• _EXERCISE AIM_:
Present every line of the items below as a numbered list, leaving out any blank lines.

• _Labeled point records_:
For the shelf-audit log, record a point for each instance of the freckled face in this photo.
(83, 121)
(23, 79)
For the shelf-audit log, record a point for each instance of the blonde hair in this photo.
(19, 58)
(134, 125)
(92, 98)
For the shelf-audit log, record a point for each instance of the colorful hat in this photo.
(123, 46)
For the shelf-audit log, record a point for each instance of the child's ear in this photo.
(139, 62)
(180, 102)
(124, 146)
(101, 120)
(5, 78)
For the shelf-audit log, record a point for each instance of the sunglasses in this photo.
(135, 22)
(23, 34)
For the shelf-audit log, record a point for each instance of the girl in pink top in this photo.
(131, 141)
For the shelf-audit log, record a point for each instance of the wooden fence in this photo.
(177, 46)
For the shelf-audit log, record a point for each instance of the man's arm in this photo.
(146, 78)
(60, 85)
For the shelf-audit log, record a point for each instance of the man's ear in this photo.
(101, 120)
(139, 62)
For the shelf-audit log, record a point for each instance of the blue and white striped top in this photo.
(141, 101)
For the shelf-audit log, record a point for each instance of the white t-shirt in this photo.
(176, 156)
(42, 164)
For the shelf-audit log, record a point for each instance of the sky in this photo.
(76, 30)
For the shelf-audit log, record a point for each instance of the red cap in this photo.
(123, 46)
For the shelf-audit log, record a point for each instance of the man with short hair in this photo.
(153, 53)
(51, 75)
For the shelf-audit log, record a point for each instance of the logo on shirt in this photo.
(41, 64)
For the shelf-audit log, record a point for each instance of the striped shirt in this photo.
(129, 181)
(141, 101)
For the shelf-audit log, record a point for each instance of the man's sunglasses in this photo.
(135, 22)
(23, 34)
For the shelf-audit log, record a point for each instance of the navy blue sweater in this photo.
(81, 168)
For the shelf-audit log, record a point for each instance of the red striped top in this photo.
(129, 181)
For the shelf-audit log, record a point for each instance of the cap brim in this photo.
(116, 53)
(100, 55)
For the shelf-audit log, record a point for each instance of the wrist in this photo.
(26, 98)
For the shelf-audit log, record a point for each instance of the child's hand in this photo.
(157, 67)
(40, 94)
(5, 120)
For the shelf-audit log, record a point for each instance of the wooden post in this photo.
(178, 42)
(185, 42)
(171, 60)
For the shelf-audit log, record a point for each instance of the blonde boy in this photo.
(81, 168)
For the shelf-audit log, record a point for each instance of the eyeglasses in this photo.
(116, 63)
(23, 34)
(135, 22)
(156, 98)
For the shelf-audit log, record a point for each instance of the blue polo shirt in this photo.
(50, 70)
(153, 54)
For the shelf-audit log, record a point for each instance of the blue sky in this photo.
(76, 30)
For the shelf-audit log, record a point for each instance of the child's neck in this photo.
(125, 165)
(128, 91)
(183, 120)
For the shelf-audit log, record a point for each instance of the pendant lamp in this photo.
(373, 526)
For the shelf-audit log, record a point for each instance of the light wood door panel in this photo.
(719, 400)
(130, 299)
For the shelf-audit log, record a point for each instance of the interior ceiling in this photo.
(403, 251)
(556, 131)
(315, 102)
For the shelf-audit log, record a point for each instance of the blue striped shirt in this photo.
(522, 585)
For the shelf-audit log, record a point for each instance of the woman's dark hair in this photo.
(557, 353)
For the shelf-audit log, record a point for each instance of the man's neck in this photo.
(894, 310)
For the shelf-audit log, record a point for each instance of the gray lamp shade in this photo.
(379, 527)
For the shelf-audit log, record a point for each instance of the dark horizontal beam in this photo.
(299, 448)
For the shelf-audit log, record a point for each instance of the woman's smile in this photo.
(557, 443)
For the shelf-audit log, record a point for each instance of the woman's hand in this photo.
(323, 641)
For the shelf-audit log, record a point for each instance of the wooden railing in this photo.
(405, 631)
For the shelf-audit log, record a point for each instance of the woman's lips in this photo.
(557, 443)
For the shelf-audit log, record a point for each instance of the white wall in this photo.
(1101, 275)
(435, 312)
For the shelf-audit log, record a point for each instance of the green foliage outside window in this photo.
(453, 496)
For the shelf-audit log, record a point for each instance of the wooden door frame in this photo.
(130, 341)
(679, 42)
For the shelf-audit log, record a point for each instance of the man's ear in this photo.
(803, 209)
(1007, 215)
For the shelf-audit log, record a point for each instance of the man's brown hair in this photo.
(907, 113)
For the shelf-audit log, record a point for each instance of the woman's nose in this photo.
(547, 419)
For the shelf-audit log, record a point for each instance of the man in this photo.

• _TASK RESPONSE_:
1. For the shelf-audit log, record a point for each instance of the freckled face in this photo.
2. (83, 121)
3. (23, 79)
4. For the shelf-audit log, record a point for each instance of the blonde hair in this photo.
5. (19, 58)
6. (134, 125)
7. (92, 98)
8. For the shelf-audit log, record a point for each instance of the colorful hat in this photo.
9. (123, 46)
10. For the shelf-audit log, record a point for each instance of the child's ear in this photo.
11. (139, 62)
12. (180, 102)
13. (124, 146)
14. (101, 120)
15. (5, 78)
16. For the shelf-audit log, record a point for each instance of the sunglasses in this photo.
17. (135, 22)
18. (23, 34)
19. For the shelf-audit log, record a point for each instance of the girl in pink top in this photo.
20. (131, 141)
21. For the shelf-audit log, record a point for each instance of the wooden fence in this photo.
22. (177, 46)
23. For the shelf-audit log, record a point for each instance of the man's arm in this photo.
24. (146, 78)
25. (60, 85)
26. For the shelf-audit log, record a point for each instance of the man's ear in this photo.
27. (101, 120)
28. (139, 62)
29. For the shelf-audit log, record a point for each instance of the blue and white striped top in this photo.
30. (141, 101)
31. For the shelf-audit log, record a point for each instance of the white t-shirt in this photo.
32. (176, 156)
33. (42, 164)
34. For the shelf-audit log, record a point for each instance of the sky in this photo.
35. (76, 30)
36. For the shelf-audit log, record a point for each instance of the red cap in this photo.
37. (123, 46)
38. For the shelf-audit log, record a point for each instance of the man with short hair in this photo.
39. (153, 53)
40. (51, 75)
41. For the shelf-audit log, record a point for each instance of the logo on shirt in this photo.
42. (41, 64)
43. For the shelf-audit log, record a point for each instance of the striped shirt in this photo.
44. (129, 181)
45. (141, 101)
46. For the shelf-audit log, record a point for each instance of the man's sunglasses in this photo.
47. (135, 22)
48. (23, 34)
49. For the shelf-audit log, record a point for each instance of the navy blue sweater in this photo.
50. (81, 168)
51. For the shelf-audit log, record a point for each instance of the red striped top in this photo.
52. (129, 181)
53. For the shelf-audit log, record a point for each instance of the cap brim in this photo.
54. (116, 53)
55. (100, 55)
56. For the shelf-audit log, record a point for each instance of the wrist in this photo.
57. (26, 98)
58. For the shelf-audit log, record a point for each instance of the child's hand in this photo.
59. (157, 67)
60. (40, 94)
61. (5, 120)
62. For the shelf-audit log, record a point for each instance of the wooden post in this photo.
63. (178, 42)
64. (185, 42)
65. (171, 60)
66. For the shelf-audit log, record a point for each instance of the blonde boy in this photo.
67. (81, 168)
68. For the shelf-audit log, record a point for each instance of the eyeglasses in this photo.
69. (116, 63)
70. (23, 34)
71. (135, 22)
72. (156, 98)
73. For the shelf-audit log, record a point for each instance of the blue polo shirt in this photo.
74. (50, 70)
75. (153, 54)
76. For the shelf-audit log, record a point for each instance of the blue sky in this photo.
77. (76, 30)
78. For the shelf-audit log, record a point for each instance of the child's neck in this photo.
79. (125, 165)
80. (128, 91)
81. (183, 120)
82. For the shelf-audit log, record a point for each instance of the pendant lamp in this photo.
83. (373, 526)
84. For the shelf-audit log, record a point for each instance of the light wood door panel in this photo.
85. (719, 400)
86. (130, 299)
87. For the shelf-audit log, record a point for each instance of the interior ceiling in this photo.
88. (403, 251)
89. (556, 131)
90. (315, 102)
91. For the shelf-audit log, record a point for each instance of the blue striped shirt in this photo.
92. (522, 585)
93. For the shelf-audit log, record a point for each instance of the woman's dark hair in this photo.
94. (557, 353)
95. For the shelf-audit log, record a point for each instance of the man's neck in this photo.
96. (894, 310)
97. For the shelf-audit log, record a point for each instance of the gray lamp shade in this photo.
98. (379, 527)
99. For the shelf-audit log, record a point for each instance of the dark horizontal beam in this photo.
100. (299, 448)
101. For the shelf-audit log, record a point for each instance of the woman's smile in this photo.
102. (557, 443)
103. For the shelf-audit log, record a point for each instance of the woman's hand in this photo.
104. (323, 641)
105. For the shelf-audit log, record a point for each instance of the wooden railing in this photo.
106. (405, 631)
107. For the shelf-audit log, record a point for each instance of the woman's lips in this photo.
108. (557, 443)
109. For the shelf-audit log, record a point for each instance of the white wall in this photo.
110. (1101, 275)
111. (435, 312)
112. For the shelf-audit log, record a point for each instance of the green foliage outside window in this photo.
113. (453, 496)
114. For the shelf-audit log, record a point for each instance of the wooden door frame in this photo.
115. (130, 341)
116. (679, 42)
117. For the shelf-audit log, record a point for each instance of the man's ear in this photo.
118. (803, 209)
119. (1007, 215)
120. For the shelf-audit log, record a point for each instance of the man's brown hair in this photo.
121. (907, 113)
122. For the shelf-audit log, record a point for each instance of the woman's nose in this photo.
123. (547, 419)
124. For the shelf-audit log, record a point for each instance of the man in this photo.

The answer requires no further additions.